Requisitos del ejercicio
Indica cuántas líneas de los ítems contienen la cadena "church", distinguiendo entre mayúsculas y minúsculas. Responde únicamente con el número.

____ Datos proporcionados

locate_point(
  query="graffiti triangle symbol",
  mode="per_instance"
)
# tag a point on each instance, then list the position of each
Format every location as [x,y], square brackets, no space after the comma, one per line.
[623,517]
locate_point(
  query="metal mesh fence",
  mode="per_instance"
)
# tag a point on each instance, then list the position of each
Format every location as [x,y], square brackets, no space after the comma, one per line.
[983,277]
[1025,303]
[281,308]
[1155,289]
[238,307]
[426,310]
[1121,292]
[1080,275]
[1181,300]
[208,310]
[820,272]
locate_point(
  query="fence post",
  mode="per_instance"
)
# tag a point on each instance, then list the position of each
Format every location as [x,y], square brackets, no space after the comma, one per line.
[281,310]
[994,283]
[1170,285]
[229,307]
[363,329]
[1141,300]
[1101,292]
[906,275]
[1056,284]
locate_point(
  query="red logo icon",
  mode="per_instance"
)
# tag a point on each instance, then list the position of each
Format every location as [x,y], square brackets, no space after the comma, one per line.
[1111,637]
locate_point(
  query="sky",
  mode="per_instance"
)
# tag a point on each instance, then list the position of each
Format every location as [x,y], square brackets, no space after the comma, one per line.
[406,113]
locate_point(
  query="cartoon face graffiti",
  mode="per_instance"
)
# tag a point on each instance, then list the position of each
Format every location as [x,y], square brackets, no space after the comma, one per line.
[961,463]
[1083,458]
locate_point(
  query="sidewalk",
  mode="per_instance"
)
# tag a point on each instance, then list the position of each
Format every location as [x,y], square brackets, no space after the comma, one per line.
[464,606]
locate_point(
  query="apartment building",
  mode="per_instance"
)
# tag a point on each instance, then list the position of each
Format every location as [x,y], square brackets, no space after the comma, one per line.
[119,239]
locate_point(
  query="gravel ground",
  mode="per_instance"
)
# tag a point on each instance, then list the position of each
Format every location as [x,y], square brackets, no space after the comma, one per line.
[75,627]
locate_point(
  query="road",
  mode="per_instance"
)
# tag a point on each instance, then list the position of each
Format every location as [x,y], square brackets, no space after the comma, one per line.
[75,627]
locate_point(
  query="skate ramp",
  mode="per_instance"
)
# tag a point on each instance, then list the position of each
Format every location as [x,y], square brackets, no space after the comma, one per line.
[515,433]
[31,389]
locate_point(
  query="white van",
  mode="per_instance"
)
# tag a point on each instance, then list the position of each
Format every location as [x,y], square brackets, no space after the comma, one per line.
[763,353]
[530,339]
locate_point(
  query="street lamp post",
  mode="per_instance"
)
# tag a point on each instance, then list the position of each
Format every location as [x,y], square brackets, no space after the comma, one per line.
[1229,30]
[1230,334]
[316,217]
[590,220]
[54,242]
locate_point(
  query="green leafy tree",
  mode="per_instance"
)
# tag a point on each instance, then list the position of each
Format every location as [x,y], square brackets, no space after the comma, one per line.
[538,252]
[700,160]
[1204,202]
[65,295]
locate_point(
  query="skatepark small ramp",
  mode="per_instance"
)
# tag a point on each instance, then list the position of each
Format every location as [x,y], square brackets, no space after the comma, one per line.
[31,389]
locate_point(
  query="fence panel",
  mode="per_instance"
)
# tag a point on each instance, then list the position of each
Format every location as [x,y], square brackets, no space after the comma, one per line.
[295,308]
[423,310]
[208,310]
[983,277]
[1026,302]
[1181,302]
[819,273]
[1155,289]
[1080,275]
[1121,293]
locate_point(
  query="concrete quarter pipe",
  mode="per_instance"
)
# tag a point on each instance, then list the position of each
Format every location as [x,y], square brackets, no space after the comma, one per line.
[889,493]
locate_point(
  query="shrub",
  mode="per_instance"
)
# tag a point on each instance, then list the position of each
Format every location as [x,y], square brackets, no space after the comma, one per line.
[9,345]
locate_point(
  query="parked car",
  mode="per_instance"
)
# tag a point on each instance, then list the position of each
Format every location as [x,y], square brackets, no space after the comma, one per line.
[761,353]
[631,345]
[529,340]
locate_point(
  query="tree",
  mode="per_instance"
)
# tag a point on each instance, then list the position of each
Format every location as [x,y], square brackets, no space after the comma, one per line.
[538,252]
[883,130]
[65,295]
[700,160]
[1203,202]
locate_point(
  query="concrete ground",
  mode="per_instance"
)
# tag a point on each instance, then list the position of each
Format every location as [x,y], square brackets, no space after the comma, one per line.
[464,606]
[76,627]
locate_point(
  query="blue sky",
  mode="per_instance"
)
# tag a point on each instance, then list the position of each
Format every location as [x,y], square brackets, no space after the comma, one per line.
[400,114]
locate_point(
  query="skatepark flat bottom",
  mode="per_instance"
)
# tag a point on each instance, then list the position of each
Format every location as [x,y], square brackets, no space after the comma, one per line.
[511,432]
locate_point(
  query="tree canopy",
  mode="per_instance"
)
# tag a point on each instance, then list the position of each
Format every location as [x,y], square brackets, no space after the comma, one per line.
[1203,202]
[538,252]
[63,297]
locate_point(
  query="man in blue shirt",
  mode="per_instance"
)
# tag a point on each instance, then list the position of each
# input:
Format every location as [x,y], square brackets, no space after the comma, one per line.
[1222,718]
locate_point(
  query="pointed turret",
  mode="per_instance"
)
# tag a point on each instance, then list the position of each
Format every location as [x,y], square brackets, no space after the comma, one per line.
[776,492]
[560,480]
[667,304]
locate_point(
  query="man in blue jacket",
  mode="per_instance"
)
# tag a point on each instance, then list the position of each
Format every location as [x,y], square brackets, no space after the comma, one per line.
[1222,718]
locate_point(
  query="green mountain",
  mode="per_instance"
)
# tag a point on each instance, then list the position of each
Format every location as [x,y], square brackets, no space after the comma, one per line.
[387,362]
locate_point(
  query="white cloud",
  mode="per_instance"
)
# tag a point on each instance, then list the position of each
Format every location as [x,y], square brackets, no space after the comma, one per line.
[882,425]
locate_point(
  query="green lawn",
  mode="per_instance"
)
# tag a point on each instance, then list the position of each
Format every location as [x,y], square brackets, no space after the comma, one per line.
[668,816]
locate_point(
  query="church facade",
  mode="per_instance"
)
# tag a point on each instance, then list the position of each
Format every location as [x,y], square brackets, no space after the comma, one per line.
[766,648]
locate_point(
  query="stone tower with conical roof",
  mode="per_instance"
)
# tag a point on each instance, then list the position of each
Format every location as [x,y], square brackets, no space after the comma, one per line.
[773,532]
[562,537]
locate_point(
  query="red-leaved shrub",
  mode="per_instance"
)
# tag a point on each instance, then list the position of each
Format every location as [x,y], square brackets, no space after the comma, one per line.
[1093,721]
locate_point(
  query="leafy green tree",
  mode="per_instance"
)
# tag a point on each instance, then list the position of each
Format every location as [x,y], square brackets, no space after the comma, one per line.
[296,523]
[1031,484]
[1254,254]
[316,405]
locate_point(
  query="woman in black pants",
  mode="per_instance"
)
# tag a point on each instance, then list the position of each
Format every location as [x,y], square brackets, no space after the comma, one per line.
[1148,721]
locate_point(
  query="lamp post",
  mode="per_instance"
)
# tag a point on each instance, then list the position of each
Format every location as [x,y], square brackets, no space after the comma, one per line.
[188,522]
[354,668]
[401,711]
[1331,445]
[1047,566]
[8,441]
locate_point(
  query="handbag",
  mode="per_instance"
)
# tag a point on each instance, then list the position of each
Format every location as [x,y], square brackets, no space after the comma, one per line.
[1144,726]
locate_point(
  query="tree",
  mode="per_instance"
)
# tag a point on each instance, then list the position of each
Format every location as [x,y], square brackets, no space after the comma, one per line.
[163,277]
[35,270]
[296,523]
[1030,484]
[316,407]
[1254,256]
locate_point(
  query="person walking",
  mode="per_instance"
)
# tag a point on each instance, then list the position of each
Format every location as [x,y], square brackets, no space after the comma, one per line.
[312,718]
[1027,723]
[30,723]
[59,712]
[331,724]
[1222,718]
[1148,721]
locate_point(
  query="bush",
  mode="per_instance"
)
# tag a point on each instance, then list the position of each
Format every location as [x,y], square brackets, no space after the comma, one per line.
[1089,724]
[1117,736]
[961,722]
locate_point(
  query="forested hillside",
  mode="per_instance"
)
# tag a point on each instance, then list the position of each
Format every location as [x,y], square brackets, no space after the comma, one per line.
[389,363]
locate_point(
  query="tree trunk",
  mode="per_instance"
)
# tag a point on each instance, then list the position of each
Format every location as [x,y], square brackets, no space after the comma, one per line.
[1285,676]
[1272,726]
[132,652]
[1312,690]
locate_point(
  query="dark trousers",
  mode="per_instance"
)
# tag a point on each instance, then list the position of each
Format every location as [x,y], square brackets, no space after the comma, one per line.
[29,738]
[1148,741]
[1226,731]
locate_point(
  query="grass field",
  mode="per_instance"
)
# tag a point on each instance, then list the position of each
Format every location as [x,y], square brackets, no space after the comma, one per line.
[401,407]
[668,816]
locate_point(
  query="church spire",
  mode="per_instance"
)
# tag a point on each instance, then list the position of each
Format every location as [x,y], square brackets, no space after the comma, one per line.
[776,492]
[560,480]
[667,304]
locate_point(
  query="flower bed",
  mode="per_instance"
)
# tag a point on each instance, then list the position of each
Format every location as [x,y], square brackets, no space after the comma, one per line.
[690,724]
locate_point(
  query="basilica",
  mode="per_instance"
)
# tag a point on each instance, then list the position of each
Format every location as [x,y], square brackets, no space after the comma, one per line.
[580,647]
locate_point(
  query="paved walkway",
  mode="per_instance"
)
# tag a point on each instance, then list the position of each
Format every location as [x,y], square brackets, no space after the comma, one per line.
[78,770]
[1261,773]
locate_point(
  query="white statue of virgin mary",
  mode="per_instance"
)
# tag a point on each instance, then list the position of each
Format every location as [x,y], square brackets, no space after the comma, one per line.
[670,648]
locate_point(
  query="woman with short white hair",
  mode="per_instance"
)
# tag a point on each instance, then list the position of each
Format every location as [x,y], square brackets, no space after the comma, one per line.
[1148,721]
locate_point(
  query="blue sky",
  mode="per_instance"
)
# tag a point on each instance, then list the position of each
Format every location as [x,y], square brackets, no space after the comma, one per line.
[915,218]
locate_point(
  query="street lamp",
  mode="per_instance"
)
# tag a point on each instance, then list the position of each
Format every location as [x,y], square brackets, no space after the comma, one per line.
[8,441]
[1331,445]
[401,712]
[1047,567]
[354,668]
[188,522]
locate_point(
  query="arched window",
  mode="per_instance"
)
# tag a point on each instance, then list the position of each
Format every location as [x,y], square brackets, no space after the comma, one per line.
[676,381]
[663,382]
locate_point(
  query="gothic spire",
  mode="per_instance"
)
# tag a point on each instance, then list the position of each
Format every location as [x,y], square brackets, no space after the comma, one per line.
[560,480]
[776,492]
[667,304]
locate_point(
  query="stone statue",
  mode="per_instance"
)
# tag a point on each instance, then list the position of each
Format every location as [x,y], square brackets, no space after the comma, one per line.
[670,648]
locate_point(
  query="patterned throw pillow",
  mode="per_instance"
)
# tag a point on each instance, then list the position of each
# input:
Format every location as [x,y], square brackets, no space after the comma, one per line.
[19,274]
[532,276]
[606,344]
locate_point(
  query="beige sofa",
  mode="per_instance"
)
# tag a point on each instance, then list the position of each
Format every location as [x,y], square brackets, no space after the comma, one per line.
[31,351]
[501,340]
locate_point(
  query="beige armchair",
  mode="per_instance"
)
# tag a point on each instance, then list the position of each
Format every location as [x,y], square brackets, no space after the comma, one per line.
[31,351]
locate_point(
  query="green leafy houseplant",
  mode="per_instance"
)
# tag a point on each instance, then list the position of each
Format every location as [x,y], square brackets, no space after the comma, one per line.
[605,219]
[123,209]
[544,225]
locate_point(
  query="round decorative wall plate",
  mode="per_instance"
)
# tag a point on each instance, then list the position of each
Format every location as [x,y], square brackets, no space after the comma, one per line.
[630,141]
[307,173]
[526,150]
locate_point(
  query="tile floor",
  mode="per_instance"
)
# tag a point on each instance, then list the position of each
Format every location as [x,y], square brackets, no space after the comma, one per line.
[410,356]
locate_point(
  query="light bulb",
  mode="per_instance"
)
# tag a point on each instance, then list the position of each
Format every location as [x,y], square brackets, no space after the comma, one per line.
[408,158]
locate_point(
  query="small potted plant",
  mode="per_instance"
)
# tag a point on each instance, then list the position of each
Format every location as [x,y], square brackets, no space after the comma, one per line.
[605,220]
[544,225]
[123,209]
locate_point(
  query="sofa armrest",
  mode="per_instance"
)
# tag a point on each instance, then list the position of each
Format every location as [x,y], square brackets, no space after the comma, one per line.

________

Respuesta esperada
2